Goal 1
Return every line of the rows below that contains the string "sleeve".

Selected passage

## START

Water Under Weather: Time will heal what ails flood-plagued water

Kali Katerberg/Daily Mining Gazette Portage Lake took on an abnormal brown color due to flood-borne materials following the June 17 storm.

HOUGHTON — Despite a murky brown Portage Lake and beach closures immediately after June 17 flash flooding, the long-term ecological impacts to waterways aren’t expected to be substantial, but only time will tell.

The flooding released sewage, sediment and assorted contaminants into area waterways but the Department of Environmental Quality (DEQ) has received no reports of large amounts of oil spillage, and sewage losses were not major, said DEQ District Coordinator Steve Casey.

Another area of concern is sediment containing naturally occurring fecal matter from wildlife and livestock.

These contaminants are now in the waterways and will flow into Lake Superior, where they will be diluted.

## END

Data entries
## START

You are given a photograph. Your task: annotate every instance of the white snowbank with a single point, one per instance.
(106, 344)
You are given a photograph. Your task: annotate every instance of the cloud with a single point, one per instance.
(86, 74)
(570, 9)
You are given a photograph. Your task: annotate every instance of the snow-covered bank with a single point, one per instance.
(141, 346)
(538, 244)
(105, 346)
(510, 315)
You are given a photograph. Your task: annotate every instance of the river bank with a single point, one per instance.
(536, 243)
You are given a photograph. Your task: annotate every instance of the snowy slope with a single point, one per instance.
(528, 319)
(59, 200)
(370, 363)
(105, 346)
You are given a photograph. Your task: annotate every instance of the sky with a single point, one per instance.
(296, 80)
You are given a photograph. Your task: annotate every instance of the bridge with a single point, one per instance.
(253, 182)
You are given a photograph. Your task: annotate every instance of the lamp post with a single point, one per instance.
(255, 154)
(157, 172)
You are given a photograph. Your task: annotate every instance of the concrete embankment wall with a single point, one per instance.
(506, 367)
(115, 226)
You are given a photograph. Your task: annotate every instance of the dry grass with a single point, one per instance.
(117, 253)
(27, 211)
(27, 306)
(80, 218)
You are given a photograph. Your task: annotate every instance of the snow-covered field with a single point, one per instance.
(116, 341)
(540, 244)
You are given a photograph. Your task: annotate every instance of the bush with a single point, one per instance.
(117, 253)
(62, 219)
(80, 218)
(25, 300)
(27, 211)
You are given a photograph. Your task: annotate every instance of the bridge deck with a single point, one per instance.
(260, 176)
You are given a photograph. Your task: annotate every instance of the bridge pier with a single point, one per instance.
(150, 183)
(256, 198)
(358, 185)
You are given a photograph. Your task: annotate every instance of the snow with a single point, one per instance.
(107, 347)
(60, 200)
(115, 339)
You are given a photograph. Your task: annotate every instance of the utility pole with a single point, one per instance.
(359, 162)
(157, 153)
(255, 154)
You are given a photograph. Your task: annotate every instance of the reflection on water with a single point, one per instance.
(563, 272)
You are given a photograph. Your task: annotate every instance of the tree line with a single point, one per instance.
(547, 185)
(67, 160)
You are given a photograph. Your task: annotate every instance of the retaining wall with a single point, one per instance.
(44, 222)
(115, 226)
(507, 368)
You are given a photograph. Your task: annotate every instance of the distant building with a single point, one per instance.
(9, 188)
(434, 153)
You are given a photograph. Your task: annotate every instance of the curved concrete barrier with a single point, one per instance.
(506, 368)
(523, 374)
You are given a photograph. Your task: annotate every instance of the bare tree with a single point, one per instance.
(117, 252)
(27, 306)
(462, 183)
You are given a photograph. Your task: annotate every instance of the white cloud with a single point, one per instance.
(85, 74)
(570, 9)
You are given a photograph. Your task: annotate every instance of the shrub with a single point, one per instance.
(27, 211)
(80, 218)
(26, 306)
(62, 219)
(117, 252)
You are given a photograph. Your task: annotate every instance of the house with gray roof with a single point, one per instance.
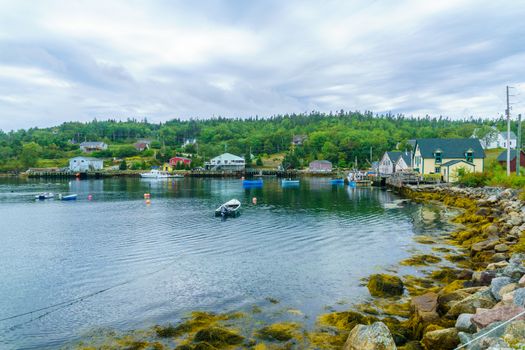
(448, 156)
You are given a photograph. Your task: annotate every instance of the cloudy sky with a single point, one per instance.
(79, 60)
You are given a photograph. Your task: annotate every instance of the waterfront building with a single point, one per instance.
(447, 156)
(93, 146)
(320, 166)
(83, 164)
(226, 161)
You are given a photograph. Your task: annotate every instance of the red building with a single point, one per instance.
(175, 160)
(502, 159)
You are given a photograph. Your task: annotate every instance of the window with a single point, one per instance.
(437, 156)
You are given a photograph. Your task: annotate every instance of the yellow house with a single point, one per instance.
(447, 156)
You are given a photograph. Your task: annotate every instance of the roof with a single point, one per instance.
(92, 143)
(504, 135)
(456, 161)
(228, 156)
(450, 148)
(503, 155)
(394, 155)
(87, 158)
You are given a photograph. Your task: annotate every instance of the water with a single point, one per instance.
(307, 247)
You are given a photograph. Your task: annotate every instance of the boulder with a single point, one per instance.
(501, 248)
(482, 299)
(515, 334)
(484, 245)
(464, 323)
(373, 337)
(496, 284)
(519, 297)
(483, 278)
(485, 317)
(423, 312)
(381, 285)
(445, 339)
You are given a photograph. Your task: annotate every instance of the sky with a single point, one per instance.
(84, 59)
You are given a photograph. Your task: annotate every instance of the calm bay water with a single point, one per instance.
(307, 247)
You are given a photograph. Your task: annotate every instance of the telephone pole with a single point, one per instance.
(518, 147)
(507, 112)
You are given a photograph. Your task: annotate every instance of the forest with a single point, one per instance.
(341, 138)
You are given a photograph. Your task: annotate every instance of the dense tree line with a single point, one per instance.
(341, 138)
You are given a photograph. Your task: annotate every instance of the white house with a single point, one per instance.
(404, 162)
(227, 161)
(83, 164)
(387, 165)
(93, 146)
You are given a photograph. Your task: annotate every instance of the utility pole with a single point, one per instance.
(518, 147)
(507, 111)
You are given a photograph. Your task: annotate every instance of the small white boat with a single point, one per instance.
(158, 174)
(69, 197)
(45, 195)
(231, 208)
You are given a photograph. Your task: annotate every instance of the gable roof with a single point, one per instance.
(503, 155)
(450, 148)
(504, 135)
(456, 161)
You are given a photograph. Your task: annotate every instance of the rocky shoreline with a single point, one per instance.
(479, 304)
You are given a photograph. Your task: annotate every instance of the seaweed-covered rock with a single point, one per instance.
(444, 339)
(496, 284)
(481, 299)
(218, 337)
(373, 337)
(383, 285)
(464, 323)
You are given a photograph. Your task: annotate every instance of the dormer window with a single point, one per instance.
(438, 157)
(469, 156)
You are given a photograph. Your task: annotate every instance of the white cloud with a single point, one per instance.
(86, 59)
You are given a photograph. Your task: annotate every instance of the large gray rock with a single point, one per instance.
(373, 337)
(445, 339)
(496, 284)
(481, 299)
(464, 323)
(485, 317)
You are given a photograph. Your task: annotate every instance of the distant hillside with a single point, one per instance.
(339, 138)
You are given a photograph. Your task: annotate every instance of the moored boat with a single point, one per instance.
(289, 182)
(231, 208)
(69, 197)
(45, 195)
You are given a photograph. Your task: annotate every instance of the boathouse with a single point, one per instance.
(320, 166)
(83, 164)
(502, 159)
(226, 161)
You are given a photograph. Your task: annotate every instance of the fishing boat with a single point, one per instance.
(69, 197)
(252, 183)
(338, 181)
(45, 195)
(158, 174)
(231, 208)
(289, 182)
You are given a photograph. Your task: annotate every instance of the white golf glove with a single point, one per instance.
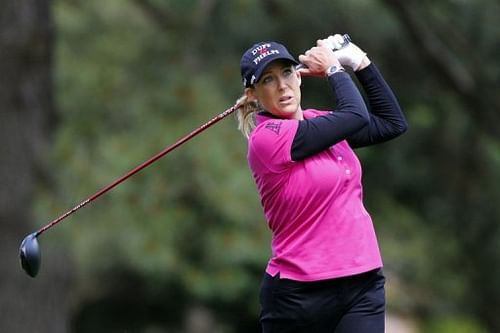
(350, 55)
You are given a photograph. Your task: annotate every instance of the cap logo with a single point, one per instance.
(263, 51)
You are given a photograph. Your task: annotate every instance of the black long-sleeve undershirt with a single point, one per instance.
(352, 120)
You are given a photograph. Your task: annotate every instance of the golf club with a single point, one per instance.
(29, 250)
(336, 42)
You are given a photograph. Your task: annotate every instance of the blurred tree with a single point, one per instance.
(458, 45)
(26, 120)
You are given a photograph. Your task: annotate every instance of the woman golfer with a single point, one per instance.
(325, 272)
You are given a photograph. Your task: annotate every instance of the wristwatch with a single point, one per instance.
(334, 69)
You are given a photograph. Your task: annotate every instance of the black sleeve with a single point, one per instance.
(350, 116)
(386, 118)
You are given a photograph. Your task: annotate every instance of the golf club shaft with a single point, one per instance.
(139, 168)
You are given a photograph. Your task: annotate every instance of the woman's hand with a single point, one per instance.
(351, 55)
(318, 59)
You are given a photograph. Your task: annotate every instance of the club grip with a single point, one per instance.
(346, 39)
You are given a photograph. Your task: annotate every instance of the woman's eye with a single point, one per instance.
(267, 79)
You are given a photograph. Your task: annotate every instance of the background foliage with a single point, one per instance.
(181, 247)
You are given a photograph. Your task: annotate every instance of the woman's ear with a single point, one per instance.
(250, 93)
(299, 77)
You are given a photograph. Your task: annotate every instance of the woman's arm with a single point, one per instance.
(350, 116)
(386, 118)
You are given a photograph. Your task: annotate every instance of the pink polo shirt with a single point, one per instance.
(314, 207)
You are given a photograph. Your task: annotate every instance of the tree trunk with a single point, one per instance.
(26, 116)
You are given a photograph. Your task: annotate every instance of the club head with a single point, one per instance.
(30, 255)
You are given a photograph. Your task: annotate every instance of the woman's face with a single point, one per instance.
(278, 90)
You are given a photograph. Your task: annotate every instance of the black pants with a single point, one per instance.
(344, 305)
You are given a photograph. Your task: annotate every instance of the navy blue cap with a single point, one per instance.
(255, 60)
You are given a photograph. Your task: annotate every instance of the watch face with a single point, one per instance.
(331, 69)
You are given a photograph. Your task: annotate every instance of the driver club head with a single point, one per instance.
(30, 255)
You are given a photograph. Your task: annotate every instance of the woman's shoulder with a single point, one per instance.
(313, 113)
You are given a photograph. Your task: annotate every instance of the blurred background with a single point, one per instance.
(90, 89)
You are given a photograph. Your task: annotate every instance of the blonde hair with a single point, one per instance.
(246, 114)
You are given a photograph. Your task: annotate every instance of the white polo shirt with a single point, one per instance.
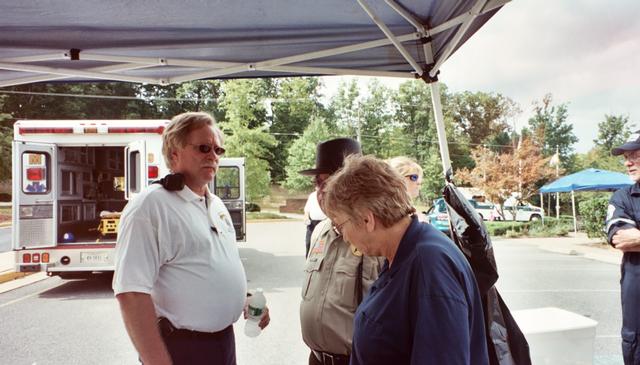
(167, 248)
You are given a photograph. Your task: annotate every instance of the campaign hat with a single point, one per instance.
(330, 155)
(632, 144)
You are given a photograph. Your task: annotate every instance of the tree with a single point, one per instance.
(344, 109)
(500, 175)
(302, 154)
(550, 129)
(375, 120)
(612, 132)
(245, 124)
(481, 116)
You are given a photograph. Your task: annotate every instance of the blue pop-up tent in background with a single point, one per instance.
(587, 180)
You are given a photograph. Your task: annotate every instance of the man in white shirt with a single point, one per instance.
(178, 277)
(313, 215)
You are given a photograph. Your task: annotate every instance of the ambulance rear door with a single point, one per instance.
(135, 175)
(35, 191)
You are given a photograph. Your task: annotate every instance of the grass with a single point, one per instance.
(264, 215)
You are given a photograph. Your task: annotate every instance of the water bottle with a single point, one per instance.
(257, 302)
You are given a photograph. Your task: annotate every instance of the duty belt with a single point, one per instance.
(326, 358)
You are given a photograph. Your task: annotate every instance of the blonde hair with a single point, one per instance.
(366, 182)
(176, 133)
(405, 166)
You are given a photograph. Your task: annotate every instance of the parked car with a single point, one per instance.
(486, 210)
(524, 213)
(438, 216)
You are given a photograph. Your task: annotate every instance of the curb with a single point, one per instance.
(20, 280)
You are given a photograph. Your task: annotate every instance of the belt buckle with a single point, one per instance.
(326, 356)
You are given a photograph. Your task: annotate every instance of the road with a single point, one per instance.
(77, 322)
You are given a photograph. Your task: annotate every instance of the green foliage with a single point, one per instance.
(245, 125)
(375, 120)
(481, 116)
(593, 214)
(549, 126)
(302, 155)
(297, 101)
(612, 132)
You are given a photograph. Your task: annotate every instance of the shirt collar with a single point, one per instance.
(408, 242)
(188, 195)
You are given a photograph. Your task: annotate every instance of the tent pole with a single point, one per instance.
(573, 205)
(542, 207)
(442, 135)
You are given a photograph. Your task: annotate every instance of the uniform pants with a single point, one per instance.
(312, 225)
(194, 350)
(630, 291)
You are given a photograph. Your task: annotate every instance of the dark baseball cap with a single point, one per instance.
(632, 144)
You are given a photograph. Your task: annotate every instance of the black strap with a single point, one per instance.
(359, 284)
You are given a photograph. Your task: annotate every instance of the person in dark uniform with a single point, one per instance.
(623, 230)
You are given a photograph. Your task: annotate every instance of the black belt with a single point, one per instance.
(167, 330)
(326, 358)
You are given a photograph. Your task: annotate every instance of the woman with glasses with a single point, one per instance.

## END

Goal 2
Print the flood article from above in full, word for word.

Exercise output 1
You are given a photograph. Your task: annotate every instance of the black long-sleeve undershirt with a single point, one per instance.
You are given a photograph. Your task: annotate every instance of the black sleeve with a single point, one per instance.

Exercise output 2
Water Under Weather: Time will heal what ails flood-plagued water

Kali Katerberg/Daily Mining Gazette Portage Lake took on an abnormal brown color due to flood-borne materials following the June 17 storm.

HOUGHTON — Despite a murky brown Portage Lake and beach closures immediately after June 17 flash flooding, the long-term ecological impacts to waterways aren’t expected to be substantial, but only time will tell.

The flooding released sewage, sediment and assorted contaminants into area waterways but the Department of Environmental Quality (DEQ) has received no reports of large amounts of oil spillage, and sewage losses were not major, said DEQ District Coordinator Steve Casey.

Another area of concern is sediment containing naturally occurring fecal matter from wildlife and livestock.

These contaminants are now in the waterways and will flow into Lake Superior, where they will be diluted.